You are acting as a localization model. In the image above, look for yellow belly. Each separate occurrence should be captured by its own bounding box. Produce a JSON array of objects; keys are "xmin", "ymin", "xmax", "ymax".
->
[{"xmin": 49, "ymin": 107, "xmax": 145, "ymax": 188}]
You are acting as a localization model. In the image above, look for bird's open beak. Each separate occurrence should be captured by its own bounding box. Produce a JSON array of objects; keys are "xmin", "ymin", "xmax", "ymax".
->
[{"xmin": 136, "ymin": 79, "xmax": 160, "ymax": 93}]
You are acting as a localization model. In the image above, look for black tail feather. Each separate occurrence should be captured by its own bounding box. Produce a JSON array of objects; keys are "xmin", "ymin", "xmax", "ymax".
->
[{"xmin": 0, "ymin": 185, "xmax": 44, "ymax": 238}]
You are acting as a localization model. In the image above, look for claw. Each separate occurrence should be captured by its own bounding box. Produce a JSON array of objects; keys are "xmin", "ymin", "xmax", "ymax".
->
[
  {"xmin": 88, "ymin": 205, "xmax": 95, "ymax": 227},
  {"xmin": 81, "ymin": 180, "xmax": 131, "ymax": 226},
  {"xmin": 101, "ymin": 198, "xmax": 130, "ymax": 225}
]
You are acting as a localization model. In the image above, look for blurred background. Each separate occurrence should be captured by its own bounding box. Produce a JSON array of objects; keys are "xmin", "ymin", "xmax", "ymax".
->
━━━
#### [EXERCISE]
An exact copy is needed of the closing lines of the entries above, counting from the one that contains "look for bird's" and including it and the last.

#### [THE ANSWER]
You are acting as a localization model. In the image above, look for bird's open beak. Each separate occurrence should be captured by its own bounding box. Produce a JSON array of objects; keys are "xmin", "ymin", "xmax", "ymax".
->
[{"xmin": 136, "ymin": 79, "xmax": 160, "ymax": 93}]
You are acting as a localization model. In the image above, look for black tail feather. Each separate occurrence should be captured by its own bounding box. Produce a JSON array of objects; keys are "xmin", "ymin", "xmax", "ymax".
->
[{"xmin": 0, "ymin": 185, "xmax": 44, "ymax": 238}]
You are acting as a localization model. In the image above, look for claw. Each separate occurrence should be captured by its own bounding box. Produce a JSON array of objects; keys are "xmin", "ymin", "xmax", "ymax".
->
[
  {"xmin": 88, "ymin": 205, "xmax": 95, "ymax": 227},
  {"xmin": 81, "ymin": 180, "xmax": 131, "ymax": 226},
  {"xmin": 101, "ymin": 198, "xmax": 130, "ymax": 225}
]
You are acting as a localization model. In the image above, look for blurred background. Each separate occurrence should be captured by its own bounding box. Produce a JSON array of objects; keys are "xmin", "ymin", "xmax", "ymax".
->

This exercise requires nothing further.